#### WHAT TO DO
[1] Reproduce the Smagorinsky model text between "This model has" and "to flow conditions.", inclusive, replacing "shortcomings" with "limitations".
[2] According to the Smagorinsky model text, what value is the Smagorinsky constant usually given?
[3] According to the Smagorinsky model text, why might damping functions be used?

## begin EXCERPTED TEXT

The subgrid viscosity is then

.. math::
    \nu_{\mathrm{SGS}}&=C_{\mathrm{S}}^{2}\left(\Delta x_{n}\right)^{2}\left(2S_{\alpha\beta}S_{\alpha\beta}\right)^{1/2}\\
    S_{\alpha\beta}S_{\alpha\beta}&=S_{xx}^{2}+S_{yy}^{2}+S_{zz}^{2}+2\left(S_{xy}^{2}+S_{xz}^{2}+S_{yz}^{2}\right)\\
    :label: smagorinsky

where :math:`C_{\mathrm{S}}` is the Smagorinsky constant, usually given a value of 0.17. 
Note that the bar symbol over the filtered rate-of-strain was dropped. 
This model has a number of shortcomings, the most important of which is that :math:`\nu_{SGS}` doesn't reduce to zero near a wall. 
Damping functions might be used to correct that issue.

.. However, the greatest advance from this model was the derivation of the dynamic Smagorinsky model (ref), because it adjusts the characteristic scale according to flow conditions. 
.. This method isn't going to be pursued since it requires an explicit filter operation (non-local) over the resolved variables.

By separating :math:`S_{\alpha\beta}` as

.. math::
    S_{\alpha\beta}=\frac{1}{2\rho c_{s}^{2}\Delta t \tau}Q_{\alpha}{\beta}
    :label: shearseparated

where :math:`Q_{\alpha\beta}` is

.. math::
    Q_{\alpha\beta}=\Pi_{\alpha\beta}^{\mathrm{neq}}+\frac{1}{2}\left(F_{\alpha}u_{\beta}+F_{\beta}u_{\alpha}\right)
    :label: qalphabeta

An explicit expression for the effective relaxation time :math:`\tau^{*}=\tau + \tau_{\mathrm{SGS}}` can be found as:

.. math::
    \tau^{*}=\frac{1}{2}\left(\tau+\sqrt{\tau^{2}+\frac{2(C_{\mathrm{S}}^{2}\sqrt{2Q_{\alpha\beta}Q_{\alpha\beta}})}{\Delta t \rho c_{s}^{4}}}\right)\\
    :label: explicit_tau

The time-updated value of :math:`\tau` is used to find the filtered macroscopic variables and to perform the collision operation.

.. footbibliography::

## end EXCERPTED TEXT
## begin MATERIAL PROVIDED

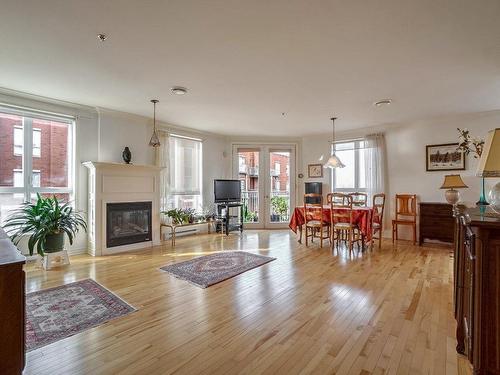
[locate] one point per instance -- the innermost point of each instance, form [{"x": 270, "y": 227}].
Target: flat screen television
[
  {"x": 227, "y": 190},
  {"x": 313, "y": 188}
]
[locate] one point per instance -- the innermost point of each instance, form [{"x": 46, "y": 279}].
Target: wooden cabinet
[
  {"x": 12, "y": 299},
  {"x": 477, "y": 289},
  {"x": 436, "y": 222}
]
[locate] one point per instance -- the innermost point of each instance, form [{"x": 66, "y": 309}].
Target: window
[
  {"x": 185, "y": 173},
  {"x": 352, "y": 177},
  {"x": 50, "y": 173},
  {"x": 19, "y": 141},
  {"x": 37, "y": 142}
]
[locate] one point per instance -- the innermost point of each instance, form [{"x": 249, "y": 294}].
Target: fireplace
[{"x": 128, "y": 223}]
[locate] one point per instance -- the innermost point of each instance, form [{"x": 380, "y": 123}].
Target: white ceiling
[{"x": 246, "y": 62}]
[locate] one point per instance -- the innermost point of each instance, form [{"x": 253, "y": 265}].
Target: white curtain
[
  {"x": 375, "y": 164},
  {"x": 162, "y": 161}
]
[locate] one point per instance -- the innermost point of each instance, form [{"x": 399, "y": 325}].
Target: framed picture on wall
[
  {"x": 444, "y": 157},
  {"x": 315, "y": 170}
]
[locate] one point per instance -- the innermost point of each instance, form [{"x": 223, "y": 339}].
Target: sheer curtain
[
  {"x": 162, "y": 161},
  {"x": 375, "y": 162}
]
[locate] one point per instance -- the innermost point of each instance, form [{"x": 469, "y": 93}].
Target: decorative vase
[
  {"x": 54, "y": 243},
  {"x": 495, "y": 198},
  {"x": 482, "y": 198},
  {"x": 127, "y": 155}
]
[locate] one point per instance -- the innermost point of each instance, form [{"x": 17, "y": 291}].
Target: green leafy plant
[
  {"x": 181, "y": 215},
  {"x": 279, "y": 205},
  {"x": 469, "y": 144},
  {"x": 45, "y": 221}
]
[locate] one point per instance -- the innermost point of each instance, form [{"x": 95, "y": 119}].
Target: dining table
[{"x": 361, "y": 217}]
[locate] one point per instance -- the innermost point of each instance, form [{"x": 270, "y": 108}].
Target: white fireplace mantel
[{"x": 118, "y": 183}]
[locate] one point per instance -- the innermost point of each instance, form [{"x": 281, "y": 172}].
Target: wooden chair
[
  {"x": 406, "y": 214},
  {"x": 378, "y": 217},
  {"x": 341, "y": 220},
  {"x": 313, "y": 215},
  {"x": 359, "y": 199}
]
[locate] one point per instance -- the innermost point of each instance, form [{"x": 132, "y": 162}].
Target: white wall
[
  {"x": 102, "y": 134},
  {"x": 406, "y": 157},
  {"x": 119, "y": 129}
]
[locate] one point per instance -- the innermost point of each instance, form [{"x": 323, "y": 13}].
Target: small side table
[
  {"x": 57, "y": 259},
  {"x": 173, "y": 228}
]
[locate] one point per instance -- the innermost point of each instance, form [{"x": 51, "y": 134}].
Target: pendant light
[
  {"x": 154, "y": 141},
  {"x": 333, "y": 161}
]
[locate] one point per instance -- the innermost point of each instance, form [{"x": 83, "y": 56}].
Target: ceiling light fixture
[
  {"x": 333, "y": 161},
  {"x": 383, "y": 102},
  {"x": 178, "y": 90},
  {"x": 154, "y": 141}
]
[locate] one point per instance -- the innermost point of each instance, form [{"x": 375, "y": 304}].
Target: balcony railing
[{"x": 253, "y": 171}]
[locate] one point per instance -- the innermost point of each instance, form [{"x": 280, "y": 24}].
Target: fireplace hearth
[{"x": 128, "y": 223}]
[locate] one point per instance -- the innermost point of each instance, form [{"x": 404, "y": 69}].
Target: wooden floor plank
[{"x": 310, "y": 311}]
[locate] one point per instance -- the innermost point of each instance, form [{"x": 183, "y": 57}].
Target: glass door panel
[
  {"x": 279, "y": 179},
  {"x": 267, "y": 181},
  {"x": 248, "y": 174}
]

## end MATERIAL PROVIDED

#### EXPECTED ANSWERS
[1]
This model has a number of limitations, the most important of which is that :math:`\nu_{SGS}` doesn't reduce to zero near a wall. 
Damping functions might be used to correct that issue.

.. However, the greatest advance from this model was the derivation of the dynamic Smagorinsky model (ref), because it adjusts the characteristic scale according to flow conditions.

[2] 0.17

[3] The model's most important shortcoming is that the subgrid viscosity does not reduce to zero near a wall. Damping functions might be used to correct that issue.